(Source data)
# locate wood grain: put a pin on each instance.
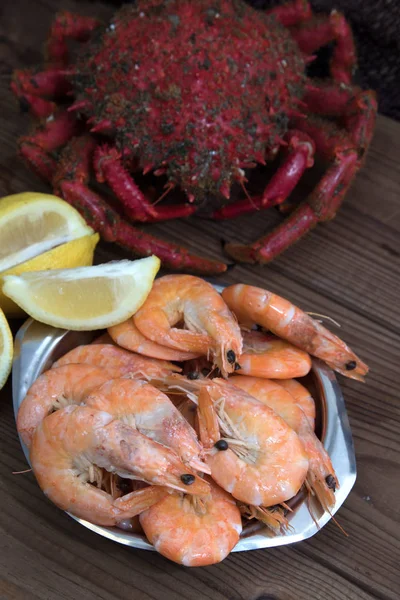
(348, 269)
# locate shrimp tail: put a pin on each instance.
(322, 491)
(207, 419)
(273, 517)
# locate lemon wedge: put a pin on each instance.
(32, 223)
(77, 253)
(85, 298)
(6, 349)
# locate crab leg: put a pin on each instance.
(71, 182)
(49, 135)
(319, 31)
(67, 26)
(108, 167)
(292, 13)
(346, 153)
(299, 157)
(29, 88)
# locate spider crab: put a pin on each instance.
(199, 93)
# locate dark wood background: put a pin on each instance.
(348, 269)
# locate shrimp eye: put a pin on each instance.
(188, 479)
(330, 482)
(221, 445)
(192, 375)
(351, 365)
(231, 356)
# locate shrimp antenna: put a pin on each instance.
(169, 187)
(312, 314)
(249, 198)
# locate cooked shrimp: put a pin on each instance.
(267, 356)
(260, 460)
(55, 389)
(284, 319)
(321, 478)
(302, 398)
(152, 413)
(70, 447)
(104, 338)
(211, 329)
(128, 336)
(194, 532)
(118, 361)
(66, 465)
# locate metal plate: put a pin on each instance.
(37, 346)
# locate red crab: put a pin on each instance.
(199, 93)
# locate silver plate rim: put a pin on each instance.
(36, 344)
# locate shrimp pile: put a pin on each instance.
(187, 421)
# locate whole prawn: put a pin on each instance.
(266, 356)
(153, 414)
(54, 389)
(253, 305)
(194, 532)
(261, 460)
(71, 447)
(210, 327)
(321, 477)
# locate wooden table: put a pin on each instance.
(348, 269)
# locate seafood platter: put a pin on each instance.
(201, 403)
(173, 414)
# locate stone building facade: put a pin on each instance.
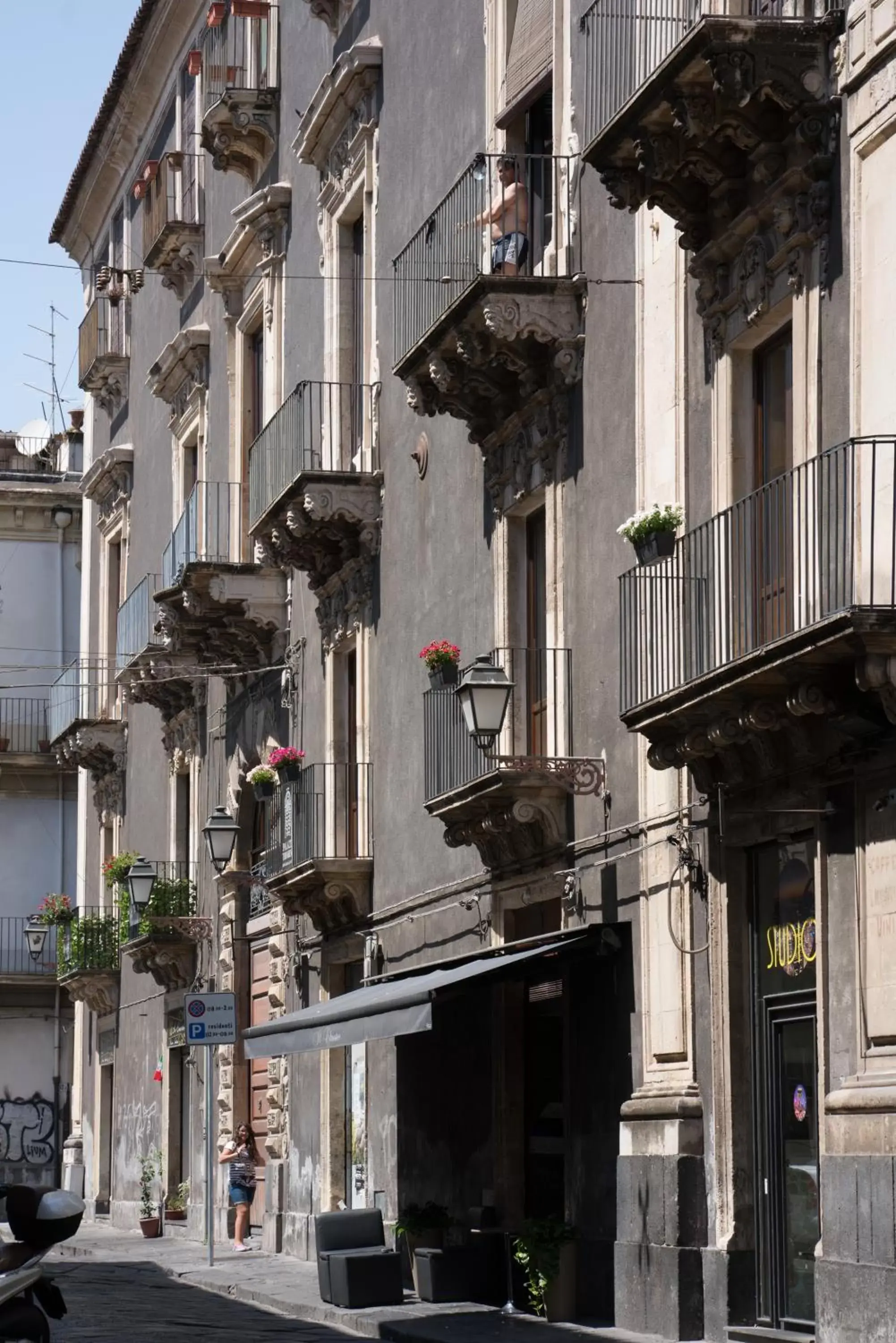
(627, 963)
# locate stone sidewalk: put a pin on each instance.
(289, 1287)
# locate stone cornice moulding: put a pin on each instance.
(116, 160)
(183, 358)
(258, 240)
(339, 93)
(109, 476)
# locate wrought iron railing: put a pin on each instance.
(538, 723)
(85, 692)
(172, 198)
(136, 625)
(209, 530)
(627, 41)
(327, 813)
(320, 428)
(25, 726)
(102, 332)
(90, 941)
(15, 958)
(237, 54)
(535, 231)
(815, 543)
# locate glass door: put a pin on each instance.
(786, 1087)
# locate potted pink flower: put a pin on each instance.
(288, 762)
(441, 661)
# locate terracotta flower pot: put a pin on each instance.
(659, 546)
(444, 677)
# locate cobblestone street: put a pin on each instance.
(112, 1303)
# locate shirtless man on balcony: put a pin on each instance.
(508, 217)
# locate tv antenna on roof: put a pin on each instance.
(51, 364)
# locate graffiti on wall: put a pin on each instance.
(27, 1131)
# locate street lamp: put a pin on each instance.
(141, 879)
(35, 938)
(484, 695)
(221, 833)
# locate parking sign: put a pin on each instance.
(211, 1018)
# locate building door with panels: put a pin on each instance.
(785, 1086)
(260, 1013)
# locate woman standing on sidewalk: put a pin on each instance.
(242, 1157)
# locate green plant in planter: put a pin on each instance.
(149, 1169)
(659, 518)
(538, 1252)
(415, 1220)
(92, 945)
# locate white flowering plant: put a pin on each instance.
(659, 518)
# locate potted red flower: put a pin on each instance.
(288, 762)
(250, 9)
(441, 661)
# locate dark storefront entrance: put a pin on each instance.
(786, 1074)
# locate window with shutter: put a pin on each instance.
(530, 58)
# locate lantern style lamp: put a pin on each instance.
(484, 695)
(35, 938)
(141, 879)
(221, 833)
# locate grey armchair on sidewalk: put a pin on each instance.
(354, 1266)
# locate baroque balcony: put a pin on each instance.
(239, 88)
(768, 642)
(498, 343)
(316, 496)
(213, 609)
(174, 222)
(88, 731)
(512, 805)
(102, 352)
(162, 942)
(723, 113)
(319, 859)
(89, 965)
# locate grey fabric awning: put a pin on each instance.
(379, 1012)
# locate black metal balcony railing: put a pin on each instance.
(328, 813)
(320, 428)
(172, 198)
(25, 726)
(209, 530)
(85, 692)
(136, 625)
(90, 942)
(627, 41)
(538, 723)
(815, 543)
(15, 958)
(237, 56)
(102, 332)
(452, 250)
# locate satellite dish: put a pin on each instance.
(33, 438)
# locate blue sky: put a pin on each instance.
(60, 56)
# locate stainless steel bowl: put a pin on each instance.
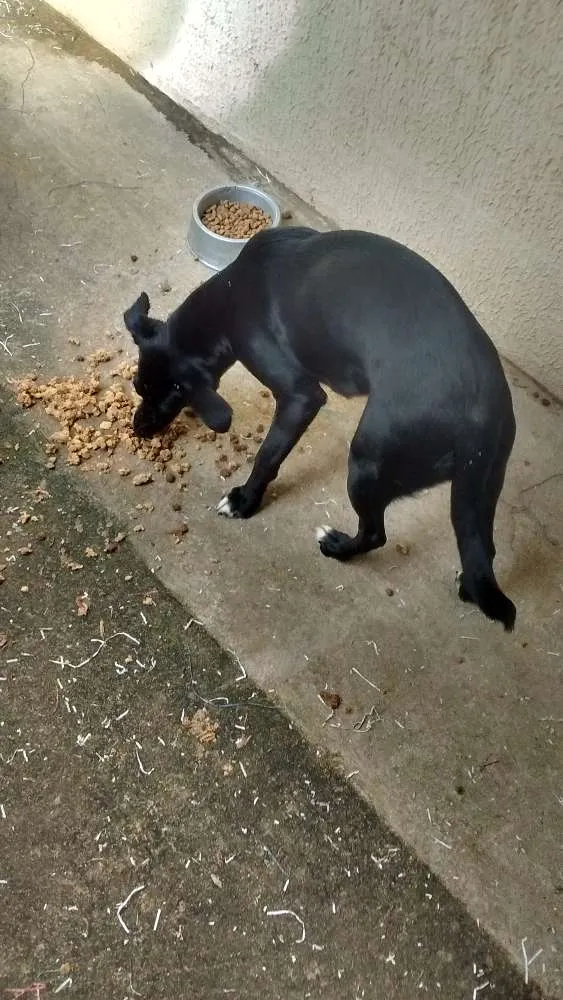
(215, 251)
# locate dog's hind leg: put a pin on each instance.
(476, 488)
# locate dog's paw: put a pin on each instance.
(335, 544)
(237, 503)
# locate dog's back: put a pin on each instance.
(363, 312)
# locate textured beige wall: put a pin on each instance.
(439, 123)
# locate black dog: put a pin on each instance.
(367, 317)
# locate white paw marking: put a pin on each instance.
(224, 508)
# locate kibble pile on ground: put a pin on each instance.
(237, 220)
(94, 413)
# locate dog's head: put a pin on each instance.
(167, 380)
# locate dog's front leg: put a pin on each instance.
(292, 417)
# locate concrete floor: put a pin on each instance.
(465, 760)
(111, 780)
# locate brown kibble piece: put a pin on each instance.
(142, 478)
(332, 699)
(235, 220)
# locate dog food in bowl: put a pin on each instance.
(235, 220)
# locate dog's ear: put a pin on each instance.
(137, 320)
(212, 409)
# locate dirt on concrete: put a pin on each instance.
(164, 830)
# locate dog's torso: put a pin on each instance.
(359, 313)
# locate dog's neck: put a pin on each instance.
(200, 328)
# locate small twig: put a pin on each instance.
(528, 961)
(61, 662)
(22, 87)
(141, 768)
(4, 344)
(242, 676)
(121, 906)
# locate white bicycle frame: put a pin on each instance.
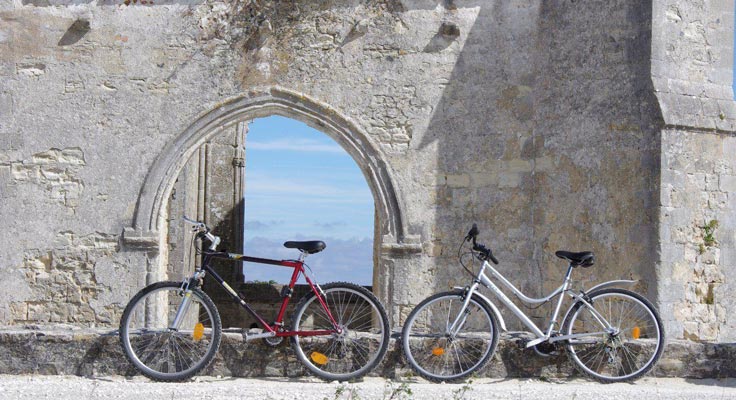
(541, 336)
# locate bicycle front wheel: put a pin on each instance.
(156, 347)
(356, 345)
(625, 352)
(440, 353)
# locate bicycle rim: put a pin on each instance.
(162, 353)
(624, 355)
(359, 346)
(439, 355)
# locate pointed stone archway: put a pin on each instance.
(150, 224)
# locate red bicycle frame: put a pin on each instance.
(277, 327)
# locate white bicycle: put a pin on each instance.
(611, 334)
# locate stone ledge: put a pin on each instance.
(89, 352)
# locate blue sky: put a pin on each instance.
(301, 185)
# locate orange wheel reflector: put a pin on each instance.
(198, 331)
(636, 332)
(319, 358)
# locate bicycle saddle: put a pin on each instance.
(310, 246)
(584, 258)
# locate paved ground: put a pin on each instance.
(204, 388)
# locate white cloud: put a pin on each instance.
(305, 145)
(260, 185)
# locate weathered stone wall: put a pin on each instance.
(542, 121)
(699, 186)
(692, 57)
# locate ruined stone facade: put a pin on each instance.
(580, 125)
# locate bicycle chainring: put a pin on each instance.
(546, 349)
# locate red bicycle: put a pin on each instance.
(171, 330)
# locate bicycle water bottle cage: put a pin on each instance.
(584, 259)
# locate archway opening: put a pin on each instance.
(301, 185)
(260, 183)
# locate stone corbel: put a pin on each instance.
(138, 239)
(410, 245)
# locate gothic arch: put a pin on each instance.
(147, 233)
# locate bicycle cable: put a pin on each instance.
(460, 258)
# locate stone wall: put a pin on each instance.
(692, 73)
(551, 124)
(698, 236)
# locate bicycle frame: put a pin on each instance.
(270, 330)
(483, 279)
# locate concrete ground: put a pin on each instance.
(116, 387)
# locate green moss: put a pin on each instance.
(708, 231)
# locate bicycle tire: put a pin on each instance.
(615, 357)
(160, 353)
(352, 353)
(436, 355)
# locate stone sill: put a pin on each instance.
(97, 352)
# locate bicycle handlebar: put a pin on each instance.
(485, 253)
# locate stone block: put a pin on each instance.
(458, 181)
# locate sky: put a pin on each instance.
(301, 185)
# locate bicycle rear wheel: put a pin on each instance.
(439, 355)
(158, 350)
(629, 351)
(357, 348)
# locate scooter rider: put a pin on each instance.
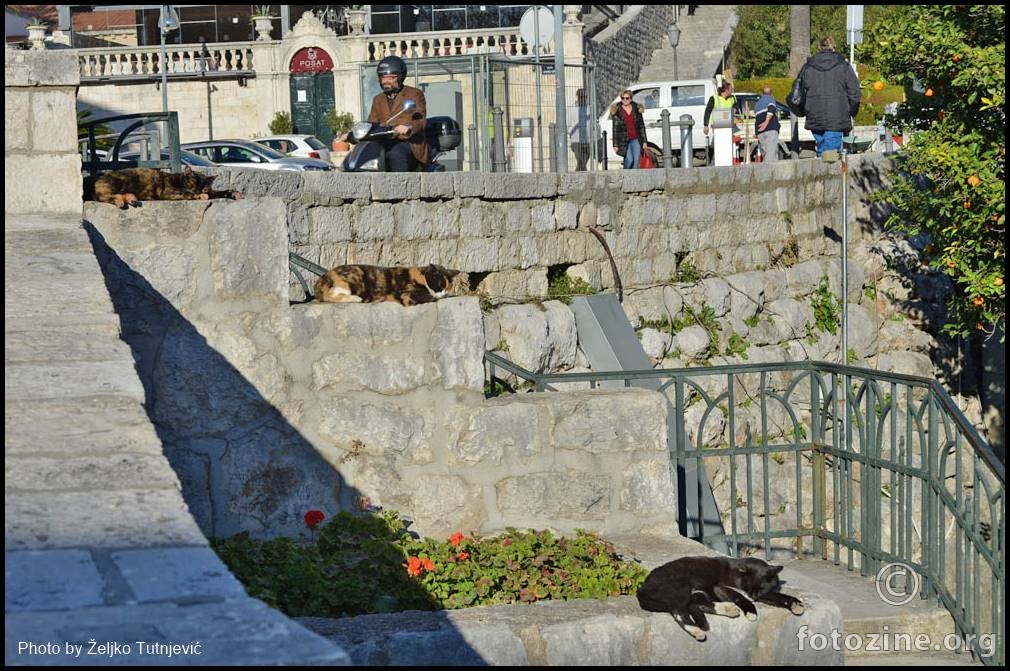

To do. Each line from the one containing "# locate sky: put a pin on each instance." through the end of the records above is to be retyped exactly, with the pictures omitted and nothing added.

Response to the task.
# locate sky: put a pin on each instance.
(301, 185)
# locate bicycle rear wheel: put a pin on each instance.
(439, 355)
(158, 350)
(629, 351)
(357, 348)
# locate scooter rider: put a pin on each instance.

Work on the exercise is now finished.